Available data section start

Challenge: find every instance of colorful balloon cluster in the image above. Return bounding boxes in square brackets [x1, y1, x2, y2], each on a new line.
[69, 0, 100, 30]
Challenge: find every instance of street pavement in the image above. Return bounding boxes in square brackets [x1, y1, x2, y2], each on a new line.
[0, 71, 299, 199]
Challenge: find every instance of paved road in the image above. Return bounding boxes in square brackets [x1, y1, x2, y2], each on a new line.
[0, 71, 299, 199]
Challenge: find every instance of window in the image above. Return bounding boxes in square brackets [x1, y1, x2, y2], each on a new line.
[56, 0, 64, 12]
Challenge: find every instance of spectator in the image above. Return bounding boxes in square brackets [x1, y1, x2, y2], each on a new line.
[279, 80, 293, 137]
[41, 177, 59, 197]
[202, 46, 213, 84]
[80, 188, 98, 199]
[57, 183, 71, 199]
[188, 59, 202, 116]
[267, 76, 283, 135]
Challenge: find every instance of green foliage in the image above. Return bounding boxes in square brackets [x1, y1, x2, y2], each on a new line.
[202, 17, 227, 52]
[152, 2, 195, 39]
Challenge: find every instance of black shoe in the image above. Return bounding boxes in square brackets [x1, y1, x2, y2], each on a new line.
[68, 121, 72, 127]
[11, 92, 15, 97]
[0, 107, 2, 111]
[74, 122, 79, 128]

Available data section end

Everything in the data above must be restated verbatim.

Challenge: find every instance of colorful balloon cluster in the image above. Return bounding boxes in square brackets [x1, y1, x2, y2], each on a new line.
[69, 0, 100, 30]
Challenge: find every instance of street pavement in the image above. Return bounding boxes in square brackets [x1, y1, x2, y2], each on a new line.
[0, 71, 299, 199]
Challenge: find every instance of paved road in the image above. Return bounding boxes in square brackets [x1, y1, x2, y2], each on a new line.
[0, 71, 299, 199]
Challenge: find every instance of window in the image above. Return bounding boxes in square brackets [x1, y1, x2, y2], each on a new line.
[56, 0, 64, 12]
Challenge: find every instance of spectator in the image above. Return bounding boxes in square brackets [x1, y1, x2, y2], each on a new line.
[279, 80, 293, 137]
[41, 177, 59, 197]
[202, 46, 213, 84]
[80, 188, 98, 199]
[57, 183, 71, 199]
[188, 59, 202, 116]
[267, 76, 283, 135]
Challenge: find every instance of green foliage in the image above. Return bounding boxes in square brackets [x1, y1, x2, y2], each on a new line.
[202, 17, 227, 52]
[152, 2, 195, 39]
Challenge: find every instance of black shoe in the image above. Return bounding boxes in square brackets [x1, y1, x2, y2], each on a new line.
[68, 121, 72, 127]
[11, 92, 15, 97]
[0, 107, 2, 111]
[74, 122, 79, 128]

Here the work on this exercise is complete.